Transcribe the records that follow, preserving every word.
++++ Data lines
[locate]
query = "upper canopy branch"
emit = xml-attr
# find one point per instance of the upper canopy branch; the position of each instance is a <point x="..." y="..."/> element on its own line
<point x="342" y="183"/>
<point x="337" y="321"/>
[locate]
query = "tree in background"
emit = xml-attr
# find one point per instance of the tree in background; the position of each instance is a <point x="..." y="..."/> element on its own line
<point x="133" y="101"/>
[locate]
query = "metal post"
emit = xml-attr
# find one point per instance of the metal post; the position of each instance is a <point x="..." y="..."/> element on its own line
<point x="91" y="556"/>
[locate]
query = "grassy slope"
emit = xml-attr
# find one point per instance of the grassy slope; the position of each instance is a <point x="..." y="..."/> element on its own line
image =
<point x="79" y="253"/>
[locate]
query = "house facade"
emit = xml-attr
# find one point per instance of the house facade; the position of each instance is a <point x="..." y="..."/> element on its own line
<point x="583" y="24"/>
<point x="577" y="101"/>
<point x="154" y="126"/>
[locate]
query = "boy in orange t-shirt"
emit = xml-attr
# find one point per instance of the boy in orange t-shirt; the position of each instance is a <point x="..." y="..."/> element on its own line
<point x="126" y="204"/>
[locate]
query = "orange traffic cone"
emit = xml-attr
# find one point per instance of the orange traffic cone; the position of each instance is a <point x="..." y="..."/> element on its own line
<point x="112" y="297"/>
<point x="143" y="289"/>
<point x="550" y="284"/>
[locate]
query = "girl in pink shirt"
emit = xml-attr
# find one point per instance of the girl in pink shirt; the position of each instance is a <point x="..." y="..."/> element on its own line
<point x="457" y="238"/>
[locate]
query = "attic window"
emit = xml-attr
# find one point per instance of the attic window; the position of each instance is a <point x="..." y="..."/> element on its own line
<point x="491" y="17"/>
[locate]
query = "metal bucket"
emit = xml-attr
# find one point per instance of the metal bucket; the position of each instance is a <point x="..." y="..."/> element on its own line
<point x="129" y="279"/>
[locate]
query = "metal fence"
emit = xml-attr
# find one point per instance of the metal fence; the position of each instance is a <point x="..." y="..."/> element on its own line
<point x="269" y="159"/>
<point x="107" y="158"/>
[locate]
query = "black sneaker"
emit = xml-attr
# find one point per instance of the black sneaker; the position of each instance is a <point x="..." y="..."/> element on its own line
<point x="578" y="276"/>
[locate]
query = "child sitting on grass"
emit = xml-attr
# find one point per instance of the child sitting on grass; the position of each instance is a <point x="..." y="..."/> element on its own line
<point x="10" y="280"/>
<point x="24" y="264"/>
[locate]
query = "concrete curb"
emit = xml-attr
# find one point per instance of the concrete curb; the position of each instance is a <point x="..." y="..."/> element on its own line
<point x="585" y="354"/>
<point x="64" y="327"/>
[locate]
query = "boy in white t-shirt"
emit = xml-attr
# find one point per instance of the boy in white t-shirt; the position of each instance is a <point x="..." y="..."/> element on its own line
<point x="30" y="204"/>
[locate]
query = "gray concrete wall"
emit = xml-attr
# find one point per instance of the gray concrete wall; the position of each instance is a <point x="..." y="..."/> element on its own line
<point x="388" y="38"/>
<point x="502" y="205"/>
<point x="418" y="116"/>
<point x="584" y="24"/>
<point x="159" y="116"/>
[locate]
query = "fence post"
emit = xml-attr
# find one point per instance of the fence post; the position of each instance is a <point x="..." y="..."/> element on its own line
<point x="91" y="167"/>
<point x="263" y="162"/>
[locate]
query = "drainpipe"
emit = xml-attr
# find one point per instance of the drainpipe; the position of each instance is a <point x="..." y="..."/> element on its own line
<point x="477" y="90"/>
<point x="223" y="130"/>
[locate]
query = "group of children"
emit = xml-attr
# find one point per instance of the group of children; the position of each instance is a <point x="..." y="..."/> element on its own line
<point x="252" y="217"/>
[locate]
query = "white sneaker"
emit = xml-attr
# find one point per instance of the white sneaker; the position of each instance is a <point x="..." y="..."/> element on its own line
++++++++
> **Task solution**:
[locate]
query = "upper canopy branch"
emit = xml-attr
# find one point per instance of the upper canopy branch; the position of each instance is a <point x="..." y="..."/> element on its own line
<point x="342" y="183"/>
<point x="337" y="321"/>
[locate]
query = "tree in background"
emit = xml-attr
# find one point per instance of the tree in background; the position of each instance is a <point x="..." y="..."/> element on its own line
<point x="133" y="101"/>
[locate]
query = "metal post"
emit = xml-attr
# find one point per instance of the metal post; the position of each instance is a <point x="..." y="..."/> element on its own line
<point x="91" y="556"/>
[locate]
query = "grassy slope"
emit = xml-attr
# find one point per instance of the grassy slope; the position of each instance is a <point x="..." y="..."/> element on its own line
image =
<point x="79" y="253"/>
[locate]
query = "house facade"
emit = xml-attr
# find one point per instance of the house facade; the position of each instance is a <point x="..." y="..."/> element on its own line
<point x="583" y="24"/>
<point x="577" y="101"/>
<point x="154" y="126"/>
[locate]
query = "boy in orange t-shirt"
emit = xml-attr
# find one point per instance of the boy in orange t-shirt; the position of each instance is a <point x="..." y="..."/> element on its own line
<point x="126" y="204"/>
[locate]
query = "orange traffic cone"
emit = xml-attr
# find one point per instance of the orange traffic cone; the position of each instance is a <point x="..." y="..."/> element on its own line
<point x="112" y="297"/>
<point x="143" y="289"/>
<point x="550" y="284"/>
[locate]
query = "girl in pink shirt"
emit = xml-attr
# find one point per instance of the girl in pink shirt; the position of each instance is a <point x="..." y="..."/> element on its own line
<point x="457" y="238"/>
[locate]
query = "attic window"
emit = xml-attr
# find one point per instance of the attic window; the position of each instance is a <point x="..." y="..."/> element on its own line
<point x="491" y="17"/>
[locate]
query = "metal bucket"
emit = xml-attr
# find one point per instance of the metal bucket; the position of each instance is a <point x="..." y="..."/> element on its own line
<point x="129" y="279"/>
[locate]
query = "metal fence"
emit = xml-attr
# find one point per instance of the metal fence; the position of each instance is a <point x="..." y="..."/> element on its own line
<point x="269" y="159"/>
<point x="107" y="158"/>
[locate]
query = "black sneaker"
emit = xml-attr
# find one point per instance of the black sneaker; the position of each instance is a <point x="..." y="..."/> element on its own line
<point x="578" y="276"/>
[locate]
query = "child sitting on grass"
emit = xml-attr
# find one point per instance of the child sitting on grass; the position of each instance is a <point x="..." y="..."/> element on its own line
<point x="10" y="280"/>
<point x="24" y="264"/>
[locate]
query = "concrete curb"
emit = xml-attr
# find one point per instance of the concrete curb; the position of each instance is a <point x="..." y="..."/> element on its own line
<point x="585" y="354"/>
<point x="64" y="327"/>
[locate]
query = "boy in white t-shirt"
emit = xml-attr
# find one point per instance of the boy in white t-shirt; the position of each instance is a <point x="..." y="..."/> element on its own line
<point x="30" y="204"/>
[locate]
query = "gray concrete wall"
emit = xml-attr
# find one point per instance of the gray concrete wall; the position of each instance is a <point x="..." y="..."/> element on its own line
<point x="388" y="38"/>
<point x="502" y="205"/>
<point x="418" y="116"/>
<point x="584" y="24"/>
<point x="159" y="116"/>
[locate]
query = "fence post"
emit = xml-attr
# find one point per instance of the fence post; the position of each instance is a <point x="..." y="..."/> element on its own line
<point x="91" y="167"/>
<point x="263" y="162"/>
[locate]
query = "drainpipe"
emit = xml-attr
# find one point per instance of the drainpipe; the position of each instance is a <point x="..." y="..."/> element on its own line
<point x="477" y="90"/>
<point x="223" y="130"/>
[locate]
query = "group of children"
emit = xml-attr
# find one point per instance of the group of children; the position of each instance is a <point x="..." y="..."/> element on its own line
<point x="252" y="217"/>
[locate]
query = "white sneaker"
emit = xml-attr
# find one point per instance of the white sneaker; the position of each instance is a <point x="..." y="..."/> element on its own line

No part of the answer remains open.